■ Task directions:
Copy out the data below, all of it, exactly.

■ Records supplied:
----

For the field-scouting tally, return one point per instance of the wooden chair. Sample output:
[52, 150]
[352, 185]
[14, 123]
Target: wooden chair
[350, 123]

----

■ Your response:
For the field-scouting tally, return one point per instance of the wooden chair. Sample output:
[52, 150]
[352, 185]
[14, 123]
Target: wooden chair
[350, 123]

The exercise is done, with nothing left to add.